UNITED STATES
SECURITIES AND EXCHANGE COMMISSION
WASHINGTON, DC 20549

FORM 8-K

CURRENT REPORT PURSUANT
TO SECTION 13 OR 15(D) OF THE
SECURITIES EXCHANGE ACT OF 1934

Date of Report (Date of earliest event reported):  August 2, 2006

    First Community Corporation    
(Exact Name of Registrant As Specified in Its Charter)

    South Carolina    
(State or Other Jurisdiction of Incorporation)

                 000-28344            57-1010751       
              (Commission File Number)   (I.R.S. Employer Identification No.)  

      5455 Sunset Blvd, Lexington, South Carolina  
(Address of Principal Executive Offices)
         29072                              
(Zip Code)                           
 

    (803) 951-2265    
(Registrant's Telephone Number, Including Area Code)

    Not Applicable    
(Former Name or Former Address, if Changed Since Last Report)

Check the appropriate box below if the Form 8-K filing is intended to simultaneously satisfy the filing obligation of the registrant under any of the following provisions (see General Instruction A.2. below):

  Written communications pursuant to Rule 425 under the Securities Act (17 CFR 230.425)

  Soliciting material pursuant to Rule 14a-12 under the Exchange Act (17 CFR 240.14a-12)

  Pre-commencement communications pursuant to Rule 14d-2(b) under the Exchange Act (17CFR 240.14d-2(b))

  Pre-commencement communications pursuant to Rule 13e-4(c) under the Exchange Act (17 CFR 240.13e-4(c))


Item 1.01 –  Entry into a Material Definitive Agreement.

        On August 2, 2006, First Community Bank, NA (the “Bank”), the wholly-owned operating subsidiary of First Community Corporation, entered into the First Community Bank, NA Salary Continuation Agreement with executive officers Robin Brown, Michael Crapps, James Leventis, J. Ted Nissen, David Proctor, and Joseph Sawyer. The salary continuation agreements provide for an annual supplemental retirement benefit to be paid to each of the executives, commencing at the specified normal retirement age and payable in monthly installments for a prescribed number of years. Each executive will also receive this benefit if his or her employment is terminated following a change in control (as defined in each executive’s employment agreement). The following table sets forth the payment terms for each executive.

::::

# Required work
Could you give the Form 8-K text again, starting with "Not Applicable" and going on through "(17 CFR 240.14a-12)", and substitute "Written notices" for "Written communications"?

::::

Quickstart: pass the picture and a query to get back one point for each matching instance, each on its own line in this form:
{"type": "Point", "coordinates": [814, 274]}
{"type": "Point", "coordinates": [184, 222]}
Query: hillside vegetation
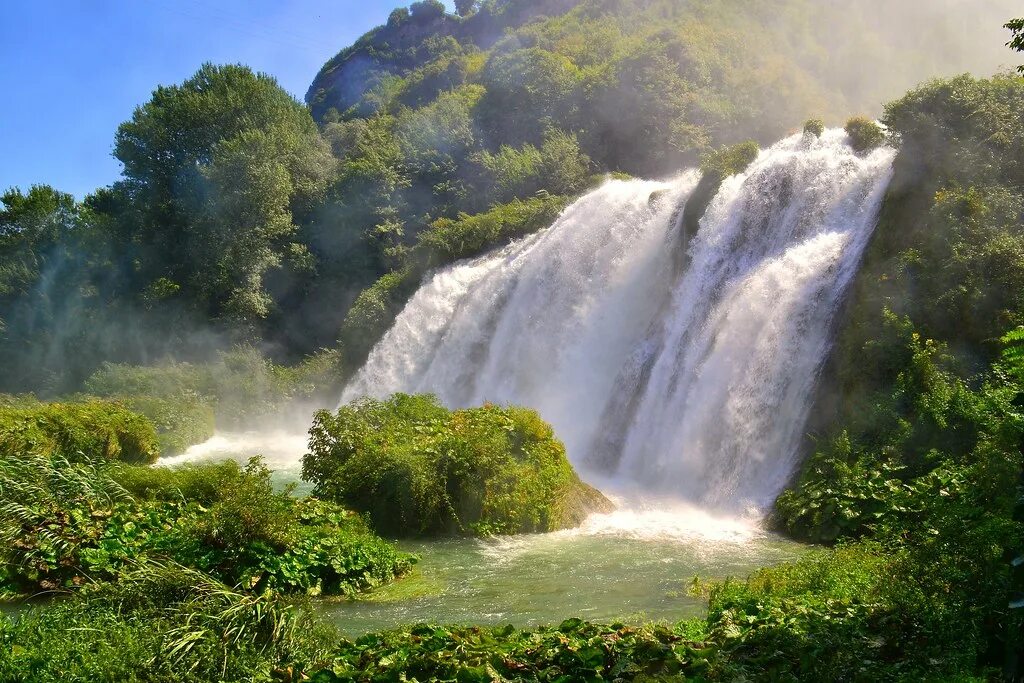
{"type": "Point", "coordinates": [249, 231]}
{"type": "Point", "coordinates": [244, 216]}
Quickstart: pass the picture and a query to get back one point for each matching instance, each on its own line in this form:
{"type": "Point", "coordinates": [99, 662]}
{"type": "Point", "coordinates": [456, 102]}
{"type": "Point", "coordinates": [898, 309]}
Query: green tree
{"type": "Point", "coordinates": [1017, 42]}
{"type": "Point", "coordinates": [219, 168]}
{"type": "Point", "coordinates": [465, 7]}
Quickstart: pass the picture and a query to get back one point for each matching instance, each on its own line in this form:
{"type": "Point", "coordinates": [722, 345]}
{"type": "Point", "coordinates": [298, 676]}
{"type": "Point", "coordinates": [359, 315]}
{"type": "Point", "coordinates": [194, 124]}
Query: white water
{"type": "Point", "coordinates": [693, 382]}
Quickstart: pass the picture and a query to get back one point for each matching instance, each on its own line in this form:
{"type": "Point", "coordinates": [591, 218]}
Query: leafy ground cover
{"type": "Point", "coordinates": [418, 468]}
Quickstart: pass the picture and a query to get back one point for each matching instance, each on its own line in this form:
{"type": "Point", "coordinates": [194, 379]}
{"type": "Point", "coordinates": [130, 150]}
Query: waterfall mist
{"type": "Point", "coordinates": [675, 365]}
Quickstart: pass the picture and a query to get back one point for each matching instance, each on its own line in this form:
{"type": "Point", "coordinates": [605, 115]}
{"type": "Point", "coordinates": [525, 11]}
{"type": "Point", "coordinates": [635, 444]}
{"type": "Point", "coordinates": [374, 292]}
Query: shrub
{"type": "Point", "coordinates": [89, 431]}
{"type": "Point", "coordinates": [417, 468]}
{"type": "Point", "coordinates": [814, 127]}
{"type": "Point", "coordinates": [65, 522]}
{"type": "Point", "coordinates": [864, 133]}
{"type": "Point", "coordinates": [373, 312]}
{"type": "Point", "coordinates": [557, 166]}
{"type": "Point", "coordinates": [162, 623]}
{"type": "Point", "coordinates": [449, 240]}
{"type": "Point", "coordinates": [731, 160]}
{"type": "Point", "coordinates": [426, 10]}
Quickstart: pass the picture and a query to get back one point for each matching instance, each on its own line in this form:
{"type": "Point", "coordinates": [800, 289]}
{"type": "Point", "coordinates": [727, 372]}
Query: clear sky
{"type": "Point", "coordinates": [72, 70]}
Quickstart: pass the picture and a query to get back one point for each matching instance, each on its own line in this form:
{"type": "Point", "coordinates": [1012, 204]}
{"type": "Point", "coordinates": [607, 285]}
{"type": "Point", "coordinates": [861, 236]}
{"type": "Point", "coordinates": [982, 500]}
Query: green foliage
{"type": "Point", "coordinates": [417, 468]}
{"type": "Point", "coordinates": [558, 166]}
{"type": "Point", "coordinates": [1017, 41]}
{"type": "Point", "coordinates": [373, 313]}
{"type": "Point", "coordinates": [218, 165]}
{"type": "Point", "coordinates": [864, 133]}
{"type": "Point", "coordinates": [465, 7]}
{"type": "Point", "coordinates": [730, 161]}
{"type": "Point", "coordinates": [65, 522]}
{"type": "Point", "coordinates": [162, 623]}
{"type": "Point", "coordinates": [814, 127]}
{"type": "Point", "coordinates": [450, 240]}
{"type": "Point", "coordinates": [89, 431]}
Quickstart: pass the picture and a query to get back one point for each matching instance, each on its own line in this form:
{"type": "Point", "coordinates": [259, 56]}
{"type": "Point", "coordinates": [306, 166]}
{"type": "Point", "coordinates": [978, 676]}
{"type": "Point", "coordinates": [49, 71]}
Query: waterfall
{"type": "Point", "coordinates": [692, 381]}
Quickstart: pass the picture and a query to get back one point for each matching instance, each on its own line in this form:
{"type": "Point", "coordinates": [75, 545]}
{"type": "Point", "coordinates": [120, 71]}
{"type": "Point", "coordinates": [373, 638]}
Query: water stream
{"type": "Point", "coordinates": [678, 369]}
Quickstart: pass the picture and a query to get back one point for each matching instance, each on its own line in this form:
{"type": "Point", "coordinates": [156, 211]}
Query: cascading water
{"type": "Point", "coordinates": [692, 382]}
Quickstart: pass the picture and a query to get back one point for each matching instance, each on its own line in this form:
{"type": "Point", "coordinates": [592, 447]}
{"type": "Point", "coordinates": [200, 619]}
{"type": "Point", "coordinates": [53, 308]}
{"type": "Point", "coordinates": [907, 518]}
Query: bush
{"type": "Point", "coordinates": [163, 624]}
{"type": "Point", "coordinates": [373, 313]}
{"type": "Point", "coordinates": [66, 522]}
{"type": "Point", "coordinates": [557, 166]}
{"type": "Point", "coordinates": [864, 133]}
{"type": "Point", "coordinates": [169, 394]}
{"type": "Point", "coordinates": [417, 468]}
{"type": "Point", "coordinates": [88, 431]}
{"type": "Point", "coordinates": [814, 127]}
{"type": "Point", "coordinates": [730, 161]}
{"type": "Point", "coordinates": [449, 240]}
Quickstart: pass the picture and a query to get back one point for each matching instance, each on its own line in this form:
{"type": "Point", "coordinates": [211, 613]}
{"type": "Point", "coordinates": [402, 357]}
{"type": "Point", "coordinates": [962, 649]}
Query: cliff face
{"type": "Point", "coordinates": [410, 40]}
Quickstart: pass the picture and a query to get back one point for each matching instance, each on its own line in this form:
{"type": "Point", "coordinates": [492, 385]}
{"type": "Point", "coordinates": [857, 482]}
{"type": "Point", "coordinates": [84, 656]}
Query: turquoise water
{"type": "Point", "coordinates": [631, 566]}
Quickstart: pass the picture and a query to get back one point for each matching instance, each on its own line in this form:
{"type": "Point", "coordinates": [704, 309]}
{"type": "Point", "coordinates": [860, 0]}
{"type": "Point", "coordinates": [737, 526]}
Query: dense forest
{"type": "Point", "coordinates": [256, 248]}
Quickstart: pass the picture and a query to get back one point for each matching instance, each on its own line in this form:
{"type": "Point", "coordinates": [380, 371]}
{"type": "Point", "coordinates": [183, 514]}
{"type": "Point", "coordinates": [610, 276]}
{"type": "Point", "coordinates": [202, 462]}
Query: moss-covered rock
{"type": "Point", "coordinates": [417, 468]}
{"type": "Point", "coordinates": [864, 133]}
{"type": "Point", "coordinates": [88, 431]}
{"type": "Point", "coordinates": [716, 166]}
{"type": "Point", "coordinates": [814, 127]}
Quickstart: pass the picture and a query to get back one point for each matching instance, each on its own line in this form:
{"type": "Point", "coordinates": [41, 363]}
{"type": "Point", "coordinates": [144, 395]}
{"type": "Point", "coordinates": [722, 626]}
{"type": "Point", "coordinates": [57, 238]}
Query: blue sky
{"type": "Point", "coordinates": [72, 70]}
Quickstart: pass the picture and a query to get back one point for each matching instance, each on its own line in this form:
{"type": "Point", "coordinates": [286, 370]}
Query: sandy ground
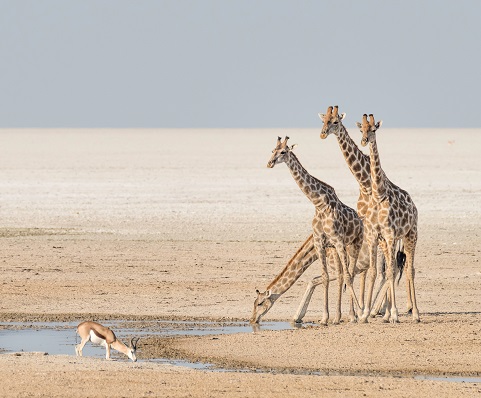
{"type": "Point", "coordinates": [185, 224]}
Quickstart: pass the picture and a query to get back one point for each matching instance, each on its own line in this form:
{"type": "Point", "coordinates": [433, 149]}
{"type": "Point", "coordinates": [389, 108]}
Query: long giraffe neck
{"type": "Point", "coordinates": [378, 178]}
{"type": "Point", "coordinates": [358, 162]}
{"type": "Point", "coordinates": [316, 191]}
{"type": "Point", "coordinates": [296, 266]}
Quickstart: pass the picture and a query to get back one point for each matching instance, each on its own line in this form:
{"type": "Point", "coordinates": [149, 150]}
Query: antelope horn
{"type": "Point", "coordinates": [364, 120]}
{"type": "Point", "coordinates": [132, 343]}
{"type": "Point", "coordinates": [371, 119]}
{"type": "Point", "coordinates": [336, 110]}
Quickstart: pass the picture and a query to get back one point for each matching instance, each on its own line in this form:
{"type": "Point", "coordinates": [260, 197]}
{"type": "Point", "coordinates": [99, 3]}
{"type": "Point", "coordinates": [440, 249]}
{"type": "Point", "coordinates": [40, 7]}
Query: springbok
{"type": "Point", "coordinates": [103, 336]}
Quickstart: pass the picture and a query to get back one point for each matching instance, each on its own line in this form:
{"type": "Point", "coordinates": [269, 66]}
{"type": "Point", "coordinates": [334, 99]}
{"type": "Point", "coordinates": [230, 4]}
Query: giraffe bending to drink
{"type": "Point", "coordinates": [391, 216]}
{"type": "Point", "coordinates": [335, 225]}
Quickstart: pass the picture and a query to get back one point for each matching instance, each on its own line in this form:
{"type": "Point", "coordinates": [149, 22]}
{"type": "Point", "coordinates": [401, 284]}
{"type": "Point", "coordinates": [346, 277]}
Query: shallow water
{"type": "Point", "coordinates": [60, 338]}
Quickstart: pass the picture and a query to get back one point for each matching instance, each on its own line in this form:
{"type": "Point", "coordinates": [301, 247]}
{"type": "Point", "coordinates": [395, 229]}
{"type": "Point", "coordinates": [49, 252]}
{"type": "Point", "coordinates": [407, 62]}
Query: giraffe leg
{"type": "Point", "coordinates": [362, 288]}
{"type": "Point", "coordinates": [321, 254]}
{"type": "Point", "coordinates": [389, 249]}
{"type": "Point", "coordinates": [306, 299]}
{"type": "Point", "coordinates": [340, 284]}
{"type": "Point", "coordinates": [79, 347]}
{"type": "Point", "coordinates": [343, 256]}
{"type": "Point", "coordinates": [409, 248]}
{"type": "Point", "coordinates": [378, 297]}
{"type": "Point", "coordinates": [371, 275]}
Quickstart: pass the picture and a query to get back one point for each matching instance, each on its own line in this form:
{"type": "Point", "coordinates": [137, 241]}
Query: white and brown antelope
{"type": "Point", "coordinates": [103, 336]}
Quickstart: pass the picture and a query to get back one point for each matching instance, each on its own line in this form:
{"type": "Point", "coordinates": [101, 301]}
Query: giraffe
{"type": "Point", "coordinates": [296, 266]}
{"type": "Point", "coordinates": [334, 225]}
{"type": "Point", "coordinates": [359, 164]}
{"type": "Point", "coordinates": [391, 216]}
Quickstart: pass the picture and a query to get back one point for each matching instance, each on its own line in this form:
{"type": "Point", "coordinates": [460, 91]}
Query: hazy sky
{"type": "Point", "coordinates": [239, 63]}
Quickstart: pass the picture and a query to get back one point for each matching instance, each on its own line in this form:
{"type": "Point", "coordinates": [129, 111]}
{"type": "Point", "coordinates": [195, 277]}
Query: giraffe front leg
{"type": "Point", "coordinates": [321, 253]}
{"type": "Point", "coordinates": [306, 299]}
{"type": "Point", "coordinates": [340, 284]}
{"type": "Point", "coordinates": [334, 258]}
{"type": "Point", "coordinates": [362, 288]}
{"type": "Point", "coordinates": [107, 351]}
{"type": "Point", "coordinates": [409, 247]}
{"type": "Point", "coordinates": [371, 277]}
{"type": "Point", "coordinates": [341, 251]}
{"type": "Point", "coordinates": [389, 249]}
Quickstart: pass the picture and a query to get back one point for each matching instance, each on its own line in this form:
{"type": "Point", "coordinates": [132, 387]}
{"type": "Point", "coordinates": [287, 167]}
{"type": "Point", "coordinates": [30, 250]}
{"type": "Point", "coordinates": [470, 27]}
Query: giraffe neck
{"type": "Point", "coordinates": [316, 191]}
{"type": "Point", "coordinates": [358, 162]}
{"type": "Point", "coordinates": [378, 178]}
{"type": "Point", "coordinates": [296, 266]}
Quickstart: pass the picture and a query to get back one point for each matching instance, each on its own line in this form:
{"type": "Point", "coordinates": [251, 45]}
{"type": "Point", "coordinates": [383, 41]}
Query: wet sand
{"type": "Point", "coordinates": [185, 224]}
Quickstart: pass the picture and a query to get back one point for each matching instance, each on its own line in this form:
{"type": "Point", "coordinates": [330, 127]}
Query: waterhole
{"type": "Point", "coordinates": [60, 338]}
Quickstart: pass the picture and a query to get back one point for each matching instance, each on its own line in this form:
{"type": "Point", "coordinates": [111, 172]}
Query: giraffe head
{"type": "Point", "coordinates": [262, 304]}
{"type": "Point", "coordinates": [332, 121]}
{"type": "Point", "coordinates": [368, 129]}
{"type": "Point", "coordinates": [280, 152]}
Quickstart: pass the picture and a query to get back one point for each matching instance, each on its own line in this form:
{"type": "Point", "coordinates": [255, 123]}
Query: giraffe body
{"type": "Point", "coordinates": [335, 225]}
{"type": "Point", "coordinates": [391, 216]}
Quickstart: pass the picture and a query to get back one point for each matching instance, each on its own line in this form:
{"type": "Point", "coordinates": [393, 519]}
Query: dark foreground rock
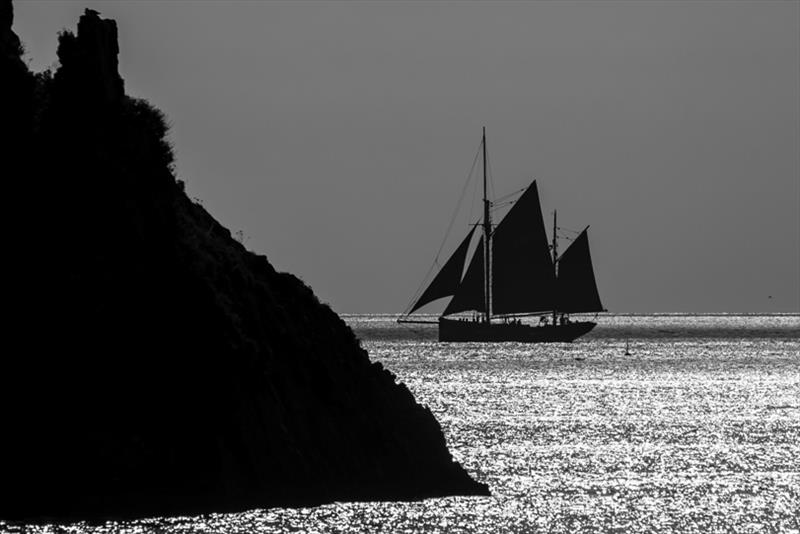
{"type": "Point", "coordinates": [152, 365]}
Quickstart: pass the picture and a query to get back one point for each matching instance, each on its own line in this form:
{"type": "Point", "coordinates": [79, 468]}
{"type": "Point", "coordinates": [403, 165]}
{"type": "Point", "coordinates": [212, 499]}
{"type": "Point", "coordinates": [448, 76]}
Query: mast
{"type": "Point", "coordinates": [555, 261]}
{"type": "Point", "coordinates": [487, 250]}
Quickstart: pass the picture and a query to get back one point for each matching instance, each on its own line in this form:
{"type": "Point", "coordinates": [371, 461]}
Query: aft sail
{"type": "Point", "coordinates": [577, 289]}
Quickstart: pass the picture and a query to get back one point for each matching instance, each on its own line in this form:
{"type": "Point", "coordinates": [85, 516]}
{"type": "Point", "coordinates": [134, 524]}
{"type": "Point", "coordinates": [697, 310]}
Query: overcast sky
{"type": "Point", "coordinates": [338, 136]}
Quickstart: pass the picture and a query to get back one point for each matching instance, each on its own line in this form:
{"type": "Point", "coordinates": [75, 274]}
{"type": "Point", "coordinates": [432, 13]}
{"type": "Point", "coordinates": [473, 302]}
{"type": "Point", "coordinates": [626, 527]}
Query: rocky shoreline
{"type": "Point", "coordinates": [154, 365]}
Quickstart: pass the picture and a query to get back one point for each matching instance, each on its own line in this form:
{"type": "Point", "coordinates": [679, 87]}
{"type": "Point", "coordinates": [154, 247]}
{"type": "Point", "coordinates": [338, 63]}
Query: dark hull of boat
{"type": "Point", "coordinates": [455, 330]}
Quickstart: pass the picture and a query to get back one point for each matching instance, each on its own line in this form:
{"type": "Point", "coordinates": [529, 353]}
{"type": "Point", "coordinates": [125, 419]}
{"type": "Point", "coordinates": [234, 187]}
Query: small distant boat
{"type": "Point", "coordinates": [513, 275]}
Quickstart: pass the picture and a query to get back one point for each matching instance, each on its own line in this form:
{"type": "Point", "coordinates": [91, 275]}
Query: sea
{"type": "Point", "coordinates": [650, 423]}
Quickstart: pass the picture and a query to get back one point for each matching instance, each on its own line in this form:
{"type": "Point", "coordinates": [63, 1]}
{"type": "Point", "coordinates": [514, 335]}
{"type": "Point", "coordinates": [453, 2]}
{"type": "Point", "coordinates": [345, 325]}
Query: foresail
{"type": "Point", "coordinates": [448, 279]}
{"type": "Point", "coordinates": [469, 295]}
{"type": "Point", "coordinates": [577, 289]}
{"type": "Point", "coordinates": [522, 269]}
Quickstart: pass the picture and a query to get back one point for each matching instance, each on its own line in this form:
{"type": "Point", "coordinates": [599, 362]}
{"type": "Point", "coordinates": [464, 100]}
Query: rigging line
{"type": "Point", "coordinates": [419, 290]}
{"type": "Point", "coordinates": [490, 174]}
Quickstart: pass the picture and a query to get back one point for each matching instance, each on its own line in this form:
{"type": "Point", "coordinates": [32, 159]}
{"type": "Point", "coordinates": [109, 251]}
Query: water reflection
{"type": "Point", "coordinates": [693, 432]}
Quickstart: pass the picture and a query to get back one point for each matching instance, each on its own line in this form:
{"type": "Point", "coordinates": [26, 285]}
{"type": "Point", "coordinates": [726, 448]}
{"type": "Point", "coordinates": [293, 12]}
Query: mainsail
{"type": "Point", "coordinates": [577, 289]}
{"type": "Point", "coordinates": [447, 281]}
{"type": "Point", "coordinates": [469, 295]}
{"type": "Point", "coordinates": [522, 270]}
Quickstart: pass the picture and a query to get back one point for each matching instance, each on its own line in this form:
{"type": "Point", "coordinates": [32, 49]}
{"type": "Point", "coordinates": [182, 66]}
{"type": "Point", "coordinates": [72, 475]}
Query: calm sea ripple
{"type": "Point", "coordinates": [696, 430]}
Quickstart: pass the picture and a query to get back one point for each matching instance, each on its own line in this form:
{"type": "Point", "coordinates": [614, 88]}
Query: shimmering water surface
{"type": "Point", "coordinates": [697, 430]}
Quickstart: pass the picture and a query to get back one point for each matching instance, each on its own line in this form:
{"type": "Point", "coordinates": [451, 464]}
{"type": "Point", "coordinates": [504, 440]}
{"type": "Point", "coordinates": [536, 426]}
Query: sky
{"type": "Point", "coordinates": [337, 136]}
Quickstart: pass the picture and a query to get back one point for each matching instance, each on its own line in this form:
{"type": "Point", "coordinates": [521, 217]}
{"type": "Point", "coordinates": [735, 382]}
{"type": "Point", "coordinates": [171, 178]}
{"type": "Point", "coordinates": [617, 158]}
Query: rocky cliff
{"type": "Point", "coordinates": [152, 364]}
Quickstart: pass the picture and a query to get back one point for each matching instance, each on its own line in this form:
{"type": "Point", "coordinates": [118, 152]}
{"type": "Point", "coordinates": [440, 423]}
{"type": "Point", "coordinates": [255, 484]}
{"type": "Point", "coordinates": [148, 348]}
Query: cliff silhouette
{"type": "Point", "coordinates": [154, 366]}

::::

# Solved exercise
Not Applicable    
(Former Name or Former Address, if Changed Since Last Report)

Check the appropriate box below if the Form 8-K filing is intended to simultaneously satisfy the filing obligation of the registrant under any of the following provisions (see General Instruction A.2. below):

  Written notices pursuant to Rule 425 under the Securities Act (17 CFR 230.425)

  Soliciting material pursuant to Rule 14a-12 under the Exchange Act (17 CFR 240.14a-12)